__Reading text__:

>>

Regulation of DNA repair pathway choice
Our DNA constantly faces damage that must be properly repaired to avoid genomic instability and mutations that can trigger cancerous transformation. Breakage of both strands of DNA is the most toxic type of lesion and can be repaired by different repair machineries. How these different pathways are intrinsically regulated to best repair DSBs remains elusive. CYREN is a small protein that interacts with the Ku heterodimer and inhibits NHEJ during the S and G2 phases of the cell cycle, thereby promoting Homologous Recombination. Our lab focuses on the exact mechanism of action and regulation of CYREN.
Dissection of Double Strand Break repair pathways
Because cancer treatments often induce DNA damage or target DNA repair pathways, while patients carrying mutations in DNA repair proteins have a high predisposition to cancers, identification of such factors is critical for both cancer susceptibility diagnosis and development of novel targeted or synergistic therapies. We are using genome-wide Crispr-Cas9 libraries to screen for novel DNA repair proteins and regulators and to study their molecular function.
Telomeric and cellular roles of TERRA
Telomeres protect the ends of chromosomes from extensive resection and from being recognized as double strand breaks. They are constituted of repetitive DNA sequences, protective proteins and a non-coding RNA called TERRA. Our lab focuses on telomeric and extra-telomeric functions of TERRA.

<<

__Data excerpts__:
>>

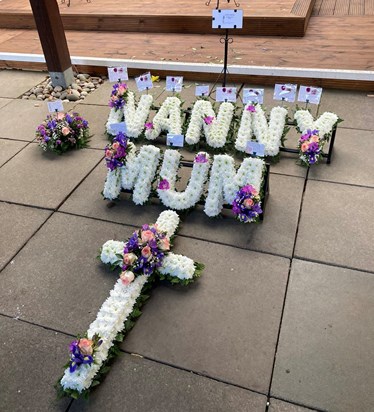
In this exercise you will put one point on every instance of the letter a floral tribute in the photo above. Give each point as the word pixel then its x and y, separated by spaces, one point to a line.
pixel 143 258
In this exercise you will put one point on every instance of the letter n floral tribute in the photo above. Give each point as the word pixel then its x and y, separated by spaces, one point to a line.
pixel 143 259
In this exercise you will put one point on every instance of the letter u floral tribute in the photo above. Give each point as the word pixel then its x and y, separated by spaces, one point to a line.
pixel 145 257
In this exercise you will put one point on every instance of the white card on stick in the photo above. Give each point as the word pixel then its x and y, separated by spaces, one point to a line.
pixel 285 92
pixel 255 149
pixel 116 74
pixel 253 96
pixel 118 127
pixel 310 94
pixel 227 19
pixel 56 106
pixel 226 94
pixel 176 140
pixel 174 83
pixel 144 81
pixel 202 90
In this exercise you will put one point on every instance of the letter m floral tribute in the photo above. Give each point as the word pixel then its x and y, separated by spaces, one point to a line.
pixel 143 258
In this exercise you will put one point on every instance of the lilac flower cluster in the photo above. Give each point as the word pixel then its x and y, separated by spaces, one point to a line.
pixel 247 204
pixel 63 131
pixel 145 250
pixel 310 146
pixel 118 96
pixel 116 152
pixel 82 351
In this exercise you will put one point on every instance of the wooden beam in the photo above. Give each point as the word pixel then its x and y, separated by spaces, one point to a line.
pixel 52 38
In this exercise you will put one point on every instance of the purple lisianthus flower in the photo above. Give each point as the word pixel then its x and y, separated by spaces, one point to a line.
pixel 208 119
pixel 164 185
pixel 201 158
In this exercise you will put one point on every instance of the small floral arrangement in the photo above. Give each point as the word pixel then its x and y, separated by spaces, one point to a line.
pixel 247 204
pixel 310 146
pixel 118 96
pixel 82 351
pixel 61 132
pixel 144 252
pixel 116 152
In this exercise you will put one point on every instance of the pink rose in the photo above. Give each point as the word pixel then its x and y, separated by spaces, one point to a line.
pixel 304 147
pixel 65 131
pixel 129 258
pixel 248 203
pixel 147 235
pixel 164 244
pixel 146 252
pixel 127 277
pixel 85 346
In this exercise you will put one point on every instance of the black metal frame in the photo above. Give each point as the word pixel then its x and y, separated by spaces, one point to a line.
pixel 265 190
pixel 327 155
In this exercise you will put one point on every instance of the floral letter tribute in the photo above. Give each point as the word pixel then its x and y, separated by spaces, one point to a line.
pixel 143 258
pixel 314 135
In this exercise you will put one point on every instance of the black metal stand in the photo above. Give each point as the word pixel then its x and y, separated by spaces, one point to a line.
pixel 265 190
pixel 327 155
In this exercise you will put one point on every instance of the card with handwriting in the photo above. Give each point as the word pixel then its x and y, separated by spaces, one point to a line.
pixel 116 74
pixel 56 106
pixel 255 149
pixel 285 92
pixel 202 90
pixel 226 94
pixel 118 128
pixel 176 140
pixel 227 19
pixel 310 94
pixel 253 96
pixel 144 82
pixel 174 83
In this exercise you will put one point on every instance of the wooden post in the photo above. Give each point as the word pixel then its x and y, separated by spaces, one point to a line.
pixel 52 37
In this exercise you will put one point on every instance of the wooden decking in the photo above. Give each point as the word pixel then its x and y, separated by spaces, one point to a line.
pixel 261 17
pixel 343 8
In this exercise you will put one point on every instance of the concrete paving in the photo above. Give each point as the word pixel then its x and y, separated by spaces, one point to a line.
pixel 281 320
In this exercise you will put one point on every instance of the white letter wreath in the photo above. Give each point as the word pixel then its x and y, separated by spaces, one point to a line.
pixel 314 135
pixel 137 172
pixel 144 257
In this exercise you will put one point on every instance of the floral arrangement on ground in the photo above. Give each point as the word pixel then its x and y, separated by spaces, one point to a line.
pixel 143 259
pixel 61 132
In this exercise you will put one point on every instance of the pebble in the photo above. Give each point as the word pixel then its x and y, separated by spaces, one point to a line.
pixel 82 86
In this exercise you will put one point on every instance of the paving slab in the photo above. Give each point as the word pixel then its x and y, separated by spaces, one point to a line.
pixel 140 385
pixel 32 357
pixel 4 102
pixel 43 179
pixel 337 225
pixel 8 148
pixel 325 357
pixel 225 325
pixel 279 406
pixel 18 223
pixel 350 162
pixel 20 118
pixel 96 117
pixel 62 274
pixel 13 83
pixel 275 235
pixel 355 108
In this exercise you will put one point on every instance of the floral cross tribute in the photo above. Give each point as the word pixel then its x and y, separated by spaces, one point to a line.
pixel 145 256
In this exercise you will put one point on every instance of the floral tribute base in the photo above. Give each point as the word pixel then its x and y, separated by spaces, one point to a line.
pixel 144 258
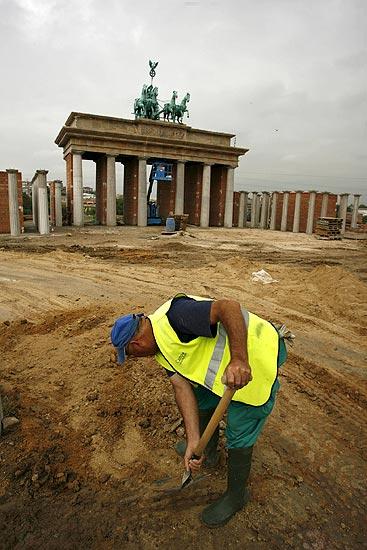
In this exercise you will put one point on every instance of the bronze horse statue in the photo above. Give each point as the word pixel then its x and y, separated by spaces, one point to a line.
pixel 169 108
pixel 181 109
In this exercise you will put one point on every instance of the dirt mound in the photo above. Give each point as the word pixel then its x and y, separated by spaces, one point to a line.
pixel 92 461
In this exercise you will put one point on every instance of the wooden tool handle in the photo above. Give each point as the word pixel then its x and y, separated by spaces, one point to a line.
pixel 214 421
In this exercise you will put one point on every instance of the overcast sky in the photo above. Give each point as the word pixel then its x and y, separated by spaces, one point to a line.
pixel 288 77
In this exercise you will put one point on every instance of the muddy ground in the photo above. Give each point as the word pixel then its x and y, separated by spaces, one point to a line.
pixel 91 462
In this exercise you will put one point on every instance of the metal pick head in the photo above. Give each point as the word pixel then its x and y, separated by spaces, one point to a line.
pixel 186 479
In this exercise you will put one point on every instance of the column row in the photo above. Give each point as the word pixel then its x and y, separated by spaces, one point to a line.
pixel 267 211
pixel 135 191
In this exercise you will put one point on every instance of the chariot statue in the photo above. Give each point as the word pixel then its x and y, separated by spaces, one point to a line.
pixel 148 105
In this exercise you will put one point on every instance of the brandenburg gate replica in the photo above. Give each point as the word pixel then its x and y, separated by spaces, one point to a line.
pixel 194 169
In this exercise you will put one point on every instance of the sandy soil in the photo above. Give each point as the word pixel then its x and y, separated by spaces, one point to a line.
pixel 91 462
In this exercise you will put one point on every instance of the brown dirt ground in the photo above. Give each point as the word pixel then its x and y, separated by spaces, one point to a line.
pixel 89 462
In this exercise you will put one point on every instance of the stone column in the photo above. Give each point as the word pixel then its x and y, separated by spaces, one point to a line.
pixel 343 209
pixel 58 205
pixel 257 209
pixel 142 192
pixel 311 212
pixel 283 223
pixel 253 209
pixel 273 215
pixel 13 202
pixel 205 196
pixel 43 214
pixel 35 202
pixel 111 191
pixel 228 208
pixel 354 222
pixel 297 211
pixel 78 207
pixel 180 188
pixel 324 204
pixel 264 210
pixel 242 211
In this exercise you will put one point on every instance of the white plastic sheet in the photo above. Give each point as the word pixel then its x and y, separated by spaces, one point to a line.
pixel 263 277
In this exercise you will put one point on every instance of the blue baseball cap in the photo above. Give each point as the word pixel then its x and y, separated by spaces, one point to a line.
pixel 122 331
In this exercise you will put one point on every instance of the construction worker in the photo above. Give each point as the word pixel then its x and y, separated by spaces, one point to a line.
pixel 205 345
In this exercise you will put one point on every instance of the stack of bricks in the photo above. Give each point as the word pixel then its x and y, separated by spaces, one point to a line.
pixel 4 203
pixel 329 228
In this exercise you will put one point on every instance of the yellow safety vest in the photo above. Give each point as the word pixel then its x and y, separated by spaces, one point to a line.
pixel 203 360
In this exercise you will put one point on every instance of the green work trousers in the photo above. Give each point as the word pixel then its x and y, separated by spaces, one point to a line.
pixel 244 422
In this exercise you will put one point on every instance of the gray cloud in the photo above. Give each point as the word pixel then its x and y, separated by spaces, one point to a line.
pixel 251 68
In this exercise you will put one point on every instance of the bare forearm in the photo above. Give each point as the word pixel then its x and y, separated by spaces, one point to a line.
pixel 229 313
pixel 187 405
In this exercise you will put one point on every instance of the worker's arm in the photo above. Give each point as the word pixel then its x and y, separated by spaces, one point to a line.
pixel 228 312
pixel 187 404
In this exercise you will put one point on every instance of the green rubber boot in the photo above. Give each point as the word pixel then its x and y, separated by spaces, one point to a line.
pixel 236 496
pixel 211 451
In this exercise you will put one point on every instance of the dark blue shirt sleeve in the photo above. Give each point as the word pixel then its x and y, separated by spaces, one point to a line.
pixel 190 318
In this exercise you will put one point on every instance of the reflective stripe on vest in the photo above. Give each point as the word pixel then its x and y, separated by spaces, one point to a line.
pixel 203 360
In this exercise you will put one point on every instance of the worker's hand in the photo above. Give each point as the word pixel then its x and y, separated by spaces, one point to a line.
pixel 192 464
pixel 237 375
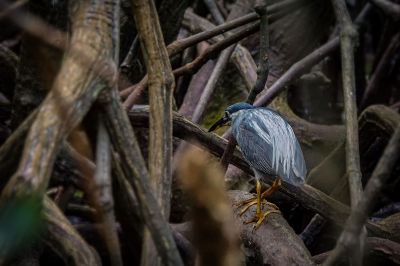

<<

__Apply what you read__:
- a) Translate this sentence from the research text into Spanish: "Telomeres protect the ends of chromosomes from extensive resection and from being recognized as double strand breaks."
- b) Print the part of the research text starting at "Dissection of Double" and ending at "functions of TERRA.".
The records are separate material and are not part of the research text.

__Task-by-task outputs__:
- a) Los telómeros protegen los extremos de los cromosomas de una resección extensa y de ser reconocidos como roturas de doble cadena.

- b)
Dissection of Double Strand Break repair pathways
Because cancer treatments often induce DNA damage or target DNA repair pathways, while patients carrying mutations in DNA repair proteins have a high predisposition to cancers, identification of such factors is critical for both cancer susceptibility diagnosis and development of novel targeted or synergistic therapies. We are using genome-wide Crispr-Cas9 libraries to screen for novel DNA repair proteins and regulators and to study their molecular function.
Telomeric and cellular roles of TERRA
Telomeres protect the ends of chromosomes from extensive resection and from being recognized as double strand breaks. They are constituted of repetitive DNA sequences, protective proteins and a non-coding RNA called TERRA. Our lab focuses on telomeric and extra-telomeric functions of TERRA.